→ TEXT PASSAGE

_ _ _

This Book Was: Informative, Heart-Rending, A MUST-Read for 2017 in America. If you read Hillbilly Elegy and/or Strangers In Their Own Land, you NEED to read this.

     
Content Rating: Rated-R for (quoted) Cursing, Drug Use, Racism, and Depression-Triggers for anyone with a sense of Empathy.
     
Maturity Rating: High Maturity. While mostly a flowing read, you need to come into this with an open mind.

     
Would I recommend it? -- YES. Everyone should read this, but especially those in America who could not understand why certain groups clung to populism so fiercely that they voted for a billionaire connected with Russia who vilified anyone who was not white. who has a disability, who is a woman, etc. Anyone who wonders why someone would "vote against their own interests."

Review:

     
I heard about Glass House on NPR while driving to work. It covers the rich history of Lancaster, Ohio and its sincerely expert-level glass manufacturing which proved to be a source of not only good-paying jobs (with pensions! remember those?!) but also social cohesion, identity, and well-deserved praise. Then, the world happened. From leveraged buyouts, hostile takeovers, and private equity, Glass House details the downfall of Anchor/American Manufacturing and the ripple effects on society-- explaining the desperation, sometimes hostility, and overall distrust for "The System" that comes with the social contract enabling average Americans to live even average lives is shattered like glass falling to a factory floor. You absolutely want to read this.

_ _ _

→ GIVEN ENTRIES
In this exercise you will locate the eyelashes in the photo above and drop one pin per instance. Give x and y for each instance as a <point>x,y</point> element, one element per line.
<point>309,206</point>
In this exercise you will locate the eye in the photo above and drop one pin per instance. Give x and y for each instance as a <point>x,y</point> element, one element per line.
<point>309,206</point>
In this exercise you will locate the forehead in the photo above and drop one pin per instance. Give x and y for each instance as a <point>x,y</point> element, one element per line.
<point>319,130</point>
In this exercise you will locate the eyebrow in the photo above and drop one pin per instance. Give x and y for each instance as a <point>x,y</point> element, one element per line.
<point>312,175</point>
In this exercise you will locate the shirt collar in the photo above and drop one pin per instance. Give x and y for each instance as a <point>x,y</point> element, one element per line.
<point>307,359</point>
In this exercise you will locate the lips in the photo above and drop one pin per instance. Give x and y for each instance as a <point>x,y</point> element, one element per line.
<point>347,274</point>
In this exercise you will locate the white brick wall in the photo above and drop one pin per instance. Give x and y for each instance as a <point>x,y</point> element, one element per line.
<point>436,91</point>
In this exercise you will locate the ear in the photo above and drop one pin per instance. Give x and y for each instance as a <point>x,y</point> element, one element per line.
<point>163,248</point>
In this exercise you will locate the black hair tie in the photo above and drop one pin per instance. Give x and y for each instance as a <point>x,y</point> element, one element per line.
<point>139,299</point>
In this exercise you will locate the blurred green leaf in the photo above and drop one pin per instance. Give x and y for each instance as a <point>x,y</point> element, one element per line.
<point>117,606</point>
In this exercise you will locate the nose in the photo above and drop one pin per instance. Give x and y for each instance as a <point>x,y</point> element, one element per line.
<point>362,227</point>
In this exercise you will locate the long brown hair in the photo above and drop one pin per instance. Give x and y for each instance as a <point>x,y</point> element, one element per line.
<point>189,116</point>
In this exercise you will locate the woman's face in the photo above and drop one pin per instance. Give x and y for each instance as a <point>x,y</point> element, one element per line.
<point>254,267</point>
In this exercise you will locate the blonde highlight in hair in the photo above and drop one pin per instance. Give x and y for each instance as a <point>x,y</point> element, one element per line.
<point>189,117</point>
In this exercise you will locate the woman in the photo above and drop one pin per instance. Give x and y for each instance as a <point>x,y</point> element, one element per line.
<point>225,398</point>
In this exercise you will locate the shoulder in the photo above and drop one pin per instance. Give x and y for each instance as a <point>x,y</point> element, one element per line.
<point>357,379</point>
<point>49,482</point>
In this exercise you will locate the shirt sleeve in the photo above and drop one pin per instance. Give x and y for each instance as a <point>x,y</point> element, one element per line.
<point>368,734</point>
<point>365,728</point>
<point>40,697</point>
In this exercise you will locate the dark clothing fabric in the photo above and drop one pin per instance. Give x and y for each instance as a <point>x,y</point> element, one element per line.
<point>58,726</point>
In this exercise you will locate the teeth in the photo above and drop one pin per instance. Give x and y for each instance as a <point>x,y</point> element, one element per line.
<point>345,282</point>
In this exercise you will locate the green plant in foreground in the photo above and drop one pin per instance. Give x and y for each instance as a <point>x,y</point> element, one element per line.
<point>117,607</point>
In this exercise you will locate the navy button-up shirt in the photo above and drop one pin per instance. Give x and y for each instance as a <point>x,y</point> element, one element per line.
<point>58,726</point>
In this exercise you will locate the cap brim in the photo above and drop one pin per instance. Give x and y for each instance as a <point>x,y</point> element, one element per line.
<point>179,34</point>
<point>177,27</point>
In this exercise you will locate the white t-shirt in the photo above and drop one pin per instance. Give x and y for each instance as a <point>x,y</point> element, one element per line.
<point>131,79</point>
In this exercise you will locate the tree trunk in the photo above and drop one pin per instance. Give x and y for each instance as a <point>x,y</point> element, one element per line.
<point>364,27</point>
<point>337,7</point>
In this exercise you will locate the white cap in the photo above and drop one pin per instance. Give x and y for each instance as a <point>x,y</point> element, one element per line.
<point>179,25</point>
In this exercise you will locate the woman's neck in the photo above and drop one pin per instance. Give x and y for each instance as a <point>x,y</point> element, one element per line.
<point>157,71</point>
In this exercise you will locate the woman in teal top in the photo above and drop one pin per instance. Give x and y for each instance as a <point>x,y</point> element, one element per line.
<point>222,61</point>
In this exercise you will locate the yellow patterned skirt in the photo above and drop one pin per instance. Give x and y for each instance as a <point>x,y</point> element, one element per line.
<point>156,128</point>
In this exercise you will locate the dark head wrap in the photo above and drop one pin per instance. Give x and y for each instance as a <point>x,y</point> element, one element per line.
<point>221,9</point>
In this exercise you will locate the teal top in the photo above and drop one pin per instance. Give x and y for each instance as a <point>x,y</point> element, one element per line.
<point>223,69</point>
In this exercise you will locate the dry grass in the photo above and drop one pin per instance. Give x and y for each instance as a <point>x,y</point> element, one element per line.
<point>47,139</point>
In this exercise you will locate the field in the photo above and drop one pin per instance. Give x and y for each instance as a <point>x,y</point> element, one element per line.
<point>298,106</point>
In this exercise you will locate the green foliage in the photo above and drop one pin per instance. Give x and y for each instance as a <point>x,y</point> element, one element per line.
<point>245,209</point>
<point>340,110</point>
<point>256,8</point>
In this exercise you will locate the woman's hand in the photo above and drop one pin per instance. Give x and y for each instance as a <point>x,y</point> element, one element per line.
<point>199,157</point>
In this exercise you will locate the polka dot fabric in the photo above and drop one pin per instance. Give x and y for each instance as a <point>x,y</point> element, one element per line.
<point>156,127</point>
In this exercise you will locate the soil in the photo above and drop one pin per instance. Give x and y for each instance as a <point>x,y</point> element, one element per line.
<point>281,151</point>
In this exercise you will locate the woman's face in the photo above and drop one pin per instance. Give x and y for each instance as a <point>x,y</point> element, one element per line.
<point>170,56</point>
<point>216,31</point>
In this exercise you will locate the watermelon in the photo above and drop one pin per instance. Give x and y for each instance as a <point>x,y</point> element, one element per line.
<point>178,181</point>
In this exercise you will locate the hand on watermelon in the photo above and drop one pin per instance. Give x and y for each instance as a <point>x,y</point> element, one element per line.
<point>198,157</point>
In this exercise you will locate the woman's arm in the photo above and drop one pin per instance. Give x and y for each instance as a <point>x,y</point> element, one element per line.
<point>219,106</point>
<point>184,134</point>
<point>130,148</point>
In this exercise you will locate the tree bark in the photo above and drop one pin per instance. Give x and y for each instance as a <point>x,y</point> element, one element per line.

_ _ _

→ WHAT IS ASKED
A. Say whether each statement agrees with the book review. Answer yes or no for each, and quote the words from the review that decide it.
(i) The reviewer first heard about Glass House on NPR while driving to work.
(ii) The review gives the book a maturity rating of low maturity.
(iii) The book is about the history of Lancaster, Pennsylvania.
B. Write out the listing as a numbered list, starting with its first line and going on through the line that contains "<point>117,606</point>". Leave out blank lines.

→ RESULTS FOR EACH TASK
A.
(i) Yes: "I heard about Glass House on NPR while driving to work."
(ii) No: "Maturity Rating: High Maturity."
(iii) No: "It covers the rich history of Lancaster, Ohio"

B.
1. In this exercise you will locate the eyelashes in the photo above and drop one pin per instance. Give x and y for each instance as a <point>x,y</point> element, one element per line.
2. <point>309,206</point>
3. In this exercise you will locate the eye in the photo above and drop one pin per instance. Give x and y for each instance as a <point>x,y</point> element, one element per line.
4. <point>309,206</point>
5. In this exercise you will locate the forehead in the photo above and drop one pin per instance. Give x and y for each instance as a <point>x,y</point> element, one element per line.
6. <point>319,130</point>
7. In this exercise you will locate the eyebrow in the photo above and drop one pin per instance. Give x and y for each instance as a <point>x,y</point> element, one element per line.
8. <point>312,175</point>
9. In this exercise you will locate the shirt collar in the photo above and drop one pin per instance. Give x and y for each instance as a <point>x,y</point> element, one element per line.
10. <point>307,359</point>
11. In this exercise you will locate the lips in the photo above and drop one pin per instance. Give x and y for each instance as a <point>x,y</point> element, one element per line.
12. <point>347,274</point>
13. In this exercise you will locate the white brick wall in the photo above and drop one pin per instance. Give x and y for each instance as a <point>x,y</point> element, one element per line.
14. <point>436,91</point>
15. In this exercise you will locate the ear in the photo above and drop one pin per instance. Give x and y for each instance as a <point>x,y</point> element, one element per line.
16. <point>163,248</point>
17. In this exercise you will locate the black hair tie in the photo above and drop one pin per instance. Give x and y for each instance as a <point>x,y</point> element, one element per line.
18. <point>139,299</point>
19. In this exercise you will locate the blurred green leaf in the photo above and drop one pin per instance. Give x and y for each instance as a <point>x,y</point> element, one element per line.
20. <point>117,606</point>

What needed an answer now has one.